====== Reading passage
AI-diagnosis-congenital-heart-defects-infant

The Centers for Disease Control and Prevention (CDC) report that congenital heart defects affect nearly 1% of―or about 40,000―births per year in the United States. Children who are less than 1 year old consist of almost 50 percent of deaths resulting from congenital heart defects.

Artificial intelligence may hold the key to faster, more accurate diagnoses than those of medical professionals, which could cause survival odds for affected infants to soar. Dr. Kolawole Oyelese, a perinatologist with Atlantic Maternal Fetal Medicine in New Jersey, offers sobering stats: “While only about 1 percent of babies will be born with a congenital heart defect, almost 25 percent of those children will have a heart defect that requires surgery to correct it within the first year.”

Oyelese cautions that, left undetected, heart defects in babies could cause death within the first month. By diagnosing heart problems in utero, doctors can make informed decisions for lifesaving treatment. Currently, medical expert use ultrasound imaging for fetal diagnosis, but human error can cause some heart defects to escape detection. Since treating congenital heart defects within a week after birth is proven to boost the prognosis, developing quicker, more precise technology for diagnosis has long been a priority.
============
====== Study material
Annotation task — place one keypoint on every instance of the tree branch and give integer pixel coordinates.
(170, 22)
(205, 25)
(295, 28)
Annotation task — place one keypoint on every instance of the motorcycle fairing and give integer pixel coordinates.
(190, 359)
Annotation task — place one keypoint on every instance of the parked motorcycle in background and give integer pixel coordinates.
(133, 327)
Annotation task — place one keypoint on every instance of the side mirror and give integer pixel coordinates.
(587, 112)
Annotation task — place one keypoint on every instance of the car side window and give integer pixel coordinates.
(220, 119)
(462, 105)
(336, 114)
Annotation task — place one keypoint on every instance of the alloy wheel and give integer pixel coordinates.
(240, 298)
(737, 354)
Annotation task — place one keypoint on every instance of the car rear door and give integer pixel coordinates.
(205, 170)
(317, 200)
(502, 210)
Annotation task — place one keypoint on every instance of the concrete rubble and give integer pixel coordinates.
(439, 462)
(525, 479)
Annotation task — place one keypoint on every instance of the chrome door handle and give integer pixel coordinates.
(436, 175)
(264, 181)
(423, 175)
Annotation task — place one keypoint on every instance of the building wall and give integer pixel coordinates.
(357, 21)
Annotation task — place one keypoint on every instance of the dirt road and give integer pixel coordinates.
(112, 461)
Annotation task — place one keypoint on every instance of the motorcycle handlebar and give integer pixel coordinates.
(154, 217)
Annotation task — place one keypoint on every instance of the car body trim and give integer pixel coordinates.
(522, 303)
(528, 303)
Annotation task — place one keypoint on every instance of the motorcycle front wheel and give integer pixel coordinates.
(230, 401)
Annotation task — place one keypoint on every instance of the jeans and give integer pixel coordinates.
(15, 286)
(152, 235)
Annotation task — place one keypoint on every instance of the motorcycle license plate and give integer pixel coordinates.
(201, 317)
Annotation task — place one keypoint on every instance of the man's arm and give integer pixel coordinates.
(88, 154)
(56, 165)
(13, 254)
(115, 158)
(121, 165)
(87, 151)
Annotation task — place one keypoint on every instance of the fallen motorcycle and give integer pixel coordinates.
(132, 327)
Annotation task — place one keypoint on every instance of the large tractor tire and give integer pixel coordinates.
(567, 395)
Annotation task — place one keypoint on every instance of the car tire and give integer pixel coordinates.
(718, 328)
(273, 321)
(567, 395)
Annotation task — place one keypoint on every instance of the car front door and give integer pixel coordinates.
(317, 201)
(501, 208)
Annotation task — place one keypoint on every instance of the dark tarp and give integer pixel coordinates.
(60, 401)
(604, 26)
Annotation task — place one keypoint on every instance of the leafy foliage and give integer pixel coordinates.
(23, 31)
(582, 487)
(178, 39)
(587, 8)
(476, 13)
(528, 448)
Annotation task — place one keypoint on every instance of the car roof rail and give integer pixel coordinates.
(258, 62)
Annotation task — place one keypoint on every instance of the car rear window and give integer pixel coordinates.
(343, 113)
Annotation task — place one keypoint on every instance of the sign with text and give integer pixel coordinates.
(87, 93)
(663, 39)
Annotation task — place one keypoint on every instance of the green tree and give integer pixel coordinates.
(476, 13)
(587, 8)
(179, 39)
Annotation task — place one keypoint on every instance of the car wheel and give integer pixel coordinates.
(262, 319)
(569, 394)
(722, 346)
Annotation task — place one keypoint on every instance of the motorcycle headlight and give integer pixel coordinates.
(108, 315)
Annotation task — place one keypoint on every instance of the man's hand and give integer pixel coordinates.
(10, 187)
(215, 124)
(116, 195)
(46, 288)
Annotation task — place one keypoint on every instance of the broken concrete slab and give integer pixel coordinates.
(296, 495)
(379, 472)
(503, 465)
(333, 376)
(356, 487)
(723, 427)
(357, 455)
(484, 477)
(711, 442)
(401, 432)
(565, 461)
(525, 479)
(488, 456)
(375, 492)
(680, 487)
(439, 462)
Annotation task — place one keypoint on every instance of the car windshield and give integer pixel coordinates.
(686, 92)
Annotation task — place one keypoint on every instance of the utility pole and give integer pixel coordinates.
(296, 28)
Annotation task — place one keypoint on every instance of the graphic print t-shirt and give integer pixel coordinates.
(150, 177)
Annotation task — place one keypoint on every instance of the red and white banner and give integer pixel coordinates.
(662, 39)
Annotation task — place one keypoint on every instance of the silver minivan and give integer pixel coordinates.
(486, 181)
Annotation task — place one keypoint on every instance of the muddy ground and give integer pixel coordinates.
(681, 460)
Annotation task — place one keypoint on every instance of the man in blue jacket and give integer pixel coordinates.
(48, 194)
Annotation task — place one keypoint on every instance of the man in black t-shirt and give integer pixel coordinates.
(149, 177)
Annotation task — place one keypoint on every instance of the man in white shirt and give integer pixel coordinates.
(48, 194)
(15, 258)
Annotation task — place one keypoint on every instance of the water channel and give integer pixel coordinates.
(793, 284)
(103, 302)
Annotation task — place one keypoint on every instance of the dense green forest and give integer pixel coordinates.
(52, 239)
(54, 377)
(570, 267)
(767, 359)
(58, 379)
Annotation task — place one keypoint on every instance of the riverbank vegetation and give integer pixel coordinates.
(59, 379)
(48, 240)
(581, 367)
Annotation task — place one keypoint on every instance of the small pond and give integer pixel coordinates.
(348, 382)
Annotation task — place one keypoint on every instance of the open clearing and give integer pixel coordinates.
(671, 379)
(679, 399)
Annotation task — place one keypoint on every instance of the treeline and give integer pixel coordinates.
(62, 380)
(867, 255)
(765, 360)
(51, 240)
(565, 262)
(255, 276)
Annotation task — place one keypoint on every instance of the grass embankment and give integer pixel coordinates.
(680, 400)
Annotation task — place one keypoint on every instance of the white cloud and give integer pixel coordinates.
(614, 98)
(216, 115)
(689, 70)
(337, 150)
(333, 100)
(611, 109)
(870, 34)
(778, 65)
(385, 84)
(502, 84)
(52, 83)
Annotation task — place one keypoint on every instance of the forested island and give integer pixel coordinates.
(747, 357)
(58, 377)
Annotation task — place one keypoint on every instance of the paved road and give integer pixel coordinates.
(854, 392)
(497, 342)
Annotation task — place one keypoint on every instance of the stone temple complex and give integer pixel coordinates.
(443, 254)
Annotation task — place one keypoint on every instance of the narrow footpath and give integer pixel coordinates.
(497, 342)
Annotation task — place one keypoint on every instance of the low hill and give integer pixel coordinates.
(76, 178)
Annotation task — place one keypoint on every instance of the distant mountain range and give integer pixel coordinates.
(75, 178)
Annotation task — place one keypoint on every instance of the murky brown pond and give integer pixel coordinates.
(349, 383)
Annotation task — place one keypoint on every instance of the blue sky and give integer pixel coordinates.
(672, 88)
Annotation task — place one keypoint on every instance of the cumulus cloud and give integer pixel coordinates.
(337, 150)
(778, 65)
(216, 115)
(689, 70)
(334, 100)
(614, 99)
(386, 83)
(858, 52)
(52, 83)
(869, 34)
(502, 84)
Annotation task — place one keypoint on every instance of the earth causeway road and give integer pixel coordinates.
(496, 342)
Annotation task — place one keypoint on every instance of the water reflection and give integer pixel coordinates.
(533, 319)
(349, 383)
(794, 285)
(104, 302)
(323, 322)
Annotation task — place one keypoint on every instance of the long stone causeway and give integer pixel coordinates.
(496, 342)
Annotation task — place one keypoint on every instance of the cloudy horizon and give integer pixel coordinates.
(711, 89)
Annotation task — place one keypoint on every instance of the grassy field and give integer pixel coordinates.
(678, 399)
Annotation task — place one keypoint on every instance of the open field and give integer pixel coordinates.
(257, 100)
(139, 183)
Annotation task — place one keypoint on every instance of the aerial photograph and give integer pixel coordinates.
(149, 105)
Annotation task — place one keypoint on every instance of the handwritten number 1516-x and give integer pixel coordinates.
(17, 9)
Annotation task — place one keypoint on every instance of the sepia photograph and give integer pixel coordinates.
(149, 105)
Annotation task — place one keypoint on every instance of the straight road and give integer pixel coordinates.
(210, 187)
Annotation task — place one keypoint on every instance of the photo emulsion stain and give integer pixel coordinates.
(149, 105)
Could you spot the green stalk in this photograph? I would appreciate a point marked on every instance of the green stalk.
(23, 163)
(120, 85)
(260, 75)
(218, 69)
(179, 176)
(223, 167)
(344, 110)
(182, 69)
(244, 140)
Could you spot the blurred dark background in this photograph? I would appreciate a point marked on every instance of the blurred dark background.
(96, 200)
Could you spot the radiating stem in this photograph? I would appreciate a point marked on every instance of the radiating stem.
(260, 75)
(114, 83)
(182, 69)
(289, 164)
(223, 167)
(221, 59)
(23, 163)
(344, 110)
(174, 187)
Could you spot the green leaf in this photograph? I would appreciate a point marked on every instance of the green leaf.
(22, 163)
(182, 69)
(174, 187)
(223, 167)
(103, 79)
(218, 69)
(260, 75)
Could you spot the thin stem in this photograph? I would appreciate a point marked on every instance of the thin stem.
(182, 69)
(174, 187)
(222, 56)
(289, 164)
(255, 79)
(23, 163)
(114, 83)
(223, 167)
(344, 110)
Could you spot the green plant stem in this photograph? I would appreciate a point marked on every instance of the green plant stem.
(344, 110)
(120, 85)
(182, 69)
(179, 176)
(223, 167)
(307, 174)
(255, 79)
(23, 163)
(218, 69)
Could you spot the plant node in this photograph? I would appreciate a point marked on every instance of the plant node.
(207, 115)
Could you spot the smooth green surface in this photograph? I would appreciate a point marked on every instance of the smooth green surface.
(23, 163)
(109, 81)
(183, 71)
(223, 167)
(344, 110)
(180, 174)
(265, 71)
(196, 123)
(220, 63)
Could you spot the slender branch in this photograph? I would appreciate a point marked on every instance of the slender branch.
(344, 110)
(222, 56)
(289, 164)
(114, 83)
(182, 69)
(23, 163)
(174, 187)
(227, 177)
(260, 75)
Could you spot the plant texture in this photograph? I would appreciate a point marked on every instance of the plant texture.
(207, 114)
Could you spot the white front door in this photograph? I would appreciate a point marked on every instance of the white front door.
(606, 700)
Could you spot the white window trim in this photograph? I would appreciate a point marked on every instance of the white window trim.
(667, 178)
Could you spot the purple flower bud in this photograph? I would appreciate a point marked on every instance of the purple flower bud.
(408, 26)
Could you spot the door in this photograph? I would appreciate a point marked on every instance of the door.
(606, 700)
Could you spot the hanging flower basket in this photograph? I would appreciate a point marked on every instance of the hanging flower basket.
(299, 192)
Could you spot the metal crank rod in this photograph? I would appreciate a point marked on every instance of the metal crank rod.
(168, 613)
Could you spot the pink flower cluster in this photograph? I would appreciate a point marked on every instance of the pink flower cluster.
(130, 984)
============
According to the passage on AI diagnosis of infant heart defects, what share of babies born with a congenital heart defect will need corrective surgery within the first year?

* Result for this task *
Almost 25 percent.